「For every instance of the baby's ear, set」を含む行から記録の終わりまでを、一行につき一つの文字列としてJSONリストに収めよ。空行は除く。

┏━━

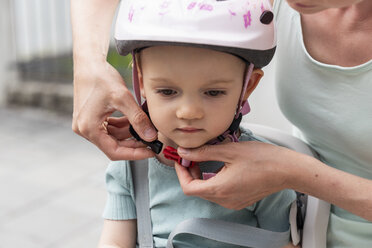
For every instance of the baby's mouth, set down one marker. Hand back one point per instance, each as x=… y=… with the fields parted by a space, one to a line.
x=189 y=129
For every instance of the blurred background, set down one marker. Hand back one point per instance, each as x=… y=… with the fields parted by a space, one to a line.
x=51 y=180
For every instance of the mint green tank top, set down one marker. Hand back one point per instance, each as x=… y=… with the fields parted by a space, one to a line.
x=331 y=109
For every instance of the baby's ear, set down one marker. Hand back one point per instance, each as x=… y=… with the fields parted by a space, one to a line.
x=256 y=76
x=140 y=81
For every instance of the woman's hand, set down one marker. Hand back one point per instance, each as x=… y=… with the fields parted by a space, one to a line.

┗━━

■ **解答結果**
[
  "For every instance of the baby's ear, set down one marker. Hand back one point per instance, each as x=… y=… with the fields parted by a space, one to a line.",
  "x=256 y=76",
  "x=140 y=81",
  "For every instance of the woman's hand, set down one marker. Hand back one point per instance, each as x=… y=… with the fields parted by a space, one to a line."
]